- Opening Delimiter -

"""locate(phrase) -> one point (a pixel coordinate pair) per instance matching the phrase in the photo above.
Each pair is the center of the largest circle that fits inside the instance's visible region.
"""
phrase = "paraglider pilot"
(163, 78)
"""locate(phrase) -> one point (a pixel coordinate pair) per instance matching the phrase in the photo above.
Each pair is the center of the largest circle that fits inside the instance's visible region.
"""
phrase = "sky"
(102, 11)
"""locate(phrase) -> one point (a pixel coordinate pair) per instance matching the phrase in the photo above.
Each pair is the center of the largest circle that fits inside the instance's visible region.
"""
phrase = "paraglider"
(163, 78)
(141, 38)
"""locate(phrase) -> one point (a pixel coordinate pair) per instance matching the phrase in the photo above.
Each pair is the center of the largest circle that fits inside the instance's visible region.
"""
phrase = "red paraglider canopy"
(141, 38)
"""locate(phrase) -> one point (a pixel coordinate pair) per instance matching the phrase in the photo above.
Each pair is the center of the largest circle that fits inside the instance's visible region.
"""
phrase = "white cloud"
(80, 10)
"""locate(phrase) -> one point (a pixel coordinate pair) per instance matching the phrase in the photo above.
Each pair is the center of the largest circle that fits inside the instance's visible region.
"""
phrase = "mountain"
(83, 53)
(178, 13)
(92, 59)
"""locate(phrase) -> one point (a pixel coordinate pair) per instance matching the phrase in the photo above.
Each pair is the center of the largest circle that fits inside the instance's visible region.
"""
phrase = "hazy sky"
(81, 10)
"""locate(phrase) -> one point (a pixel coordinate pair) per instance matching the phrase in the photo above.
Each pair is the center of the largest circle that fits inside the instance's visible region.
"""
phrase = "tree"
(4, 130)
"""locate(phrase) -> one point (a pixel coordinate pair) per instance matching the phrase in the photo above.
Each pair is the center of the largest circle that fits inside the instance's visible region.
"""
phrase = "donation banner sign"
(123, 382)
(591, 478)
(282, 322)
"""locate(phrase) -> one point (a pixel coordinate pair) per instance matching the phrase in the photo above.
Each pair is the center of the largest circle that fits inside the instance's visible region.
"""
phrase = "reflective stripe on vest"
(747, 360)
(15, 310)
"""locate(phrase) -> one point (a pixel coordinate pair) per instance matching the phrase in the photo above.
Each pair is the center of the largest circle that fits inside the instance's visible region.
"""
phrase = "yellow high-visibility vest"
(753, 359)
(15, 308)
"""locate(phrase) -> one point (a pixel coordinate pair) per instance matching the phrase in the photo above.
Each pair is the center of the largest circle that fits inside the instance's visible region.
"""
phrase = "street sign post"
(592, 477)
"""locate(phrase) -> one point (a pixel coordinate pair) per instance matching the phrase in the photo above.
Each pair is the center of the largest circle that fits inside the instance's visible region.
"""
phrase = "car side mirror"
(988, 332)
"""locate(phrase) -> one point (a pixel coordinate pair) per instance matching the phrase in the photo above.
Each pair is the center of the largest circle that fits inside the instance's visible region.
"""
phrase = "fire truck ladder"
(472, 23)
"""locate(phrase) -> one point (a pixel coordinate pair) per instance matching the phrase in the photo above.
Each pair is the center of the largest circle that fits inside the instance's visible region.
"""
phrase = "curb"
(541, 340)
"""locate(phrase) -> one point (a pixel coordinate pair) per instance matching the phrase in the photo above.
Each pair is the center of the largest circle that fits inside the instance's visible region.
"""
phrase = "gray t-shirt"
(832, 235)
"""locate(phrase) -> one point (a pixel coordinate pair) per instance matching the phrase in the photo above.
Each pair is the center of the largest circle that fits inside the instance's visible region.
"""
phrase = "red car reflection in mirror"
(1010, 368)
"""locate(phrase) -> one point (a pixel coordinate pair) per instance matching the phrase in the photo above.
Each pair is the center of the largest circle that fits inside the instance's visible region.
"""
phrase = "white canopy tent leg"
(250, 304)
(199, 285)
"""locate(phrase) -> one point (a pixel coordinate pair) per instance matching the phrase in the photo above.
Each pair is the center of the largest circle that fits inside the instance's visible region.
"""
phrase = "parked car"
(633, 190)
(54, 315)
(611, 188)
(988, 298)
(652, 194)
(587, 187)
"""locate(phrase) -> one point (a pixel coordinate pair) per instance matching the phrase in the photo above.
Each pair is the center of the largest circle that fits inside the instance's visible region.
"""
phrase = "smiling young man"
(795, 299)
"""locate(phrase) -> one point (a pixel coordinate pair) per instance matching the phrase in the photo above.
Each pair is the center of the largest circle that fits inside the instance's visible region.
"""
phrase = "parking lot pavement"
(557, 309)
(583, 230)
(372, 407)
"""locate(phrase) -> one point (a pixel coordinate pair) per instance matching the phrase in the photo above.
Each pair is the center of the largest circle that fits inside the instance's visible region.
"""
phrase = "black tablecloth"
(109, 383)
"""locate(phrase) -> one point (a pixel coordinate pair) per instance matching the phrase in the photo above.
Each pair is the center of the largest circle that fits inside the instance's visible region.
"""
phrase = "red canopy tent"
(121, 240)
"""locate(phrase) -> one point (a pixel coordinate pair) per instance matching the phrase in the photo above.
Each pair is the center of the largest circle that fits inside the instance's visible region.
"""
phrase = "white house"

- Closing Delimiter -

→ **YOUR INSTRUCTIONS**:
Without any alteration, repeat the entire listing.

→ **TASK ANSWER**:
"""locate(phrase) -> one point (a pixel coordinate pair) per instance matching the phrase in the photo above.
Each pair is the center of the largest circle that fits inside the instance's visible region.
"""
phrase = "paraglider pilot"
(163, 78)
"""locate(phrase) -> one point (a pixel coordinate pair) per instance matching the phrase in the photo above.
Each pair is the center of the largest circle that fits inside the instance's visible region.
"""
phrase = "sky"
(102, 11)
"""locate(phrase) -> one point (a pixel coordinate pair) per instance matching the phrase in the photo above.
Each pair is the center of the largest circle that fits inside the instance's visible region.
"""
phrase = "paraglider"
(163, 78)
(141, 38)
"""locate(phrase) -> one point (a pixel coordinate pair) per instance matching the phrase in the photo above.
Each pair is the center of the largest circle that fits inside the instance's visible region.
"""
phrase = "red paraglider canopy"
(141, 38)
"""locate(phrase) -> one point (a pixel coordinate pair) per instance matching the phrase in the photo above.
Each pair is the center of the largest circle that fits inside the instance's visible region.
"""
phrase = "white cloud"
(80, 10)
"""locate(phrase) -> one point (a pixel coordinate pair) per instance matching the phrase in the photo above.
Each pair is the center of the largest circle that fits inside the instance's visible region.
"""
phrase = "mountain"
(83, 53)
(178, 13)
(92, 59)
"""locate(phrase) -> one point (a pixel coordinate pair) per instance matching the phrase in the photo above.
Each pair is the center of the largest circle that fits inside the instance's visible region.
"""
phrase = "hazy sky"
(81, 10)
"""locate(phrase) -> one point (a pixel coordinate pair) per instance matching the phrase in the photo above.
Each pair is the center of the largest circle that fits inside the instance's visible region.
"""
phrase = "tree"
(4, 130)
"""locate(phrase) -> one point (a pixel coordinate pair) per instance matching the phrase in the photo above.
Each pair is the center of the largest circle that fits inside the instance's visible region.
"""
phrase = "donation banner sign"
(123, 382)
(591, 478)
(282, 322)
"""locate(phrase) -> one point (a pixel coordinate pair) per instance matching the phrase in the photo above.
Each pair is the center of the largest circle that fits inside the instance's visible region.
"""
phrase = "reflective stripe on vest"
(747, 360)
(15, 310)
"""locate(phrase) -> one point (a pixel coordinate pair) per instance matching the phrase in the photo above.
Each pair is the center of the largest circle that fits inside the instance's visible region.
"""
phrase = "yellow high-visibility vest"
(753, 359)
(15, 308)
"""locate(phrase) -> one point (a pixel coordinate pair) per instance matching the phrase in the photo above.
Each pair is the center of the largest circle that fits inside the instance's visible region.
"""
phrase = "street sign post"
(592, 477)
"""locate(phrase) -> one point (a pixel coordinate pair) per instance matching the phrase in the photo above.
Each pair is the center of the largest circle that fits inside the instance's visible region.
"""
phrase = "car side mirror"
(988, 332)
"""locate(phrase) -> one point (a pixel coordinate pair) per instance matching the phrase in the photo above.
Each pair is the center of the largest circle that fits inside the instance's visible region.
"""
phrase = "fire truck ladder"
(472, 23)
"""locate(phrase) -> one point (a pixel coordinate pair) per instance matching the phrase in the photo above.
Each pair is the center of the largest circle that fits inside the instance's visible region.
"""
phrase = "curb"
(541, 340)
"""locate(phrase) -> one point (a pixel coordinate pair) per instance matching the phrase in the photo above.
Each pair is the center of the largest circle that fits inside the instance's visible region.
"""
phrase = "gray t-shirt"
(832, 235)
"""locate(phrase) -> one point (a pixel coordinate pair) per instance matching the phrase in the photo above.
Each pair is the center of the largest circle that fits inside the instance's visible region.
"""
phrase = "red car reflection in mirror"
(1010, 368)
"""locate(phrase) -> one point (a pixel coordinate pair) per instance matching the phrase in the photo above.
Each pair is the center of the largest circle that fits inside the instance's visible region.
"""
phrase = "white canopy tent leg"
(250, 304)
(199, 285)
"""locate(phrase) -> one point (a pixel coordinate pair) per instance matching the phrase in the photo above.
Each pair is the center of the largest circle that fits inside the instance's visible region.
"""
phrase = "parked car"
(633, 190)
(54, 315)
(611, 188)
(988, 298)
(652, 194)
(587, 187)
"""locate(phrase) -> one point (a pixel coordinate pair) per instance matching the phrase in the photo above.
Each pair is the center of the largest circle that fits inside the instance's visible region.
"""
phrase = "smiling young man"
(795, 299)
"""locate(phrase) -> one point (a pixel coordinate pair) per instance matching the phrase in the photo above.
Each pair is the center of the largest circle that fits inside the instance's visible region.
"""
phrase = "parking lot pavement"
(557, 309)
(583, 230)
(372, 407)
"""locate(phrase) -> one point (a pixel coordinate pair) per instance matching the phrase in the photo above.
Each pair is the center of the largest circle that fits inside the instance's visible region.
"""
phrase = "black tablecloth"
(109, 383)
"""locate(phrase) -> one point (a pixel coordinate pair) per instance matching the phrase in the photo above.
Each pair is the center of the largest circle that fits inside the instance's visible region.
"""
phrase = "red canopy tent"
(121, 240)
"""locate(phrase) -> one point (a pixel coordinate pair) per instance matching the phrase in the photo above.
Each pair is the center of the largest circle that fits inside the instance's visible region.
"""
phrase = "white house"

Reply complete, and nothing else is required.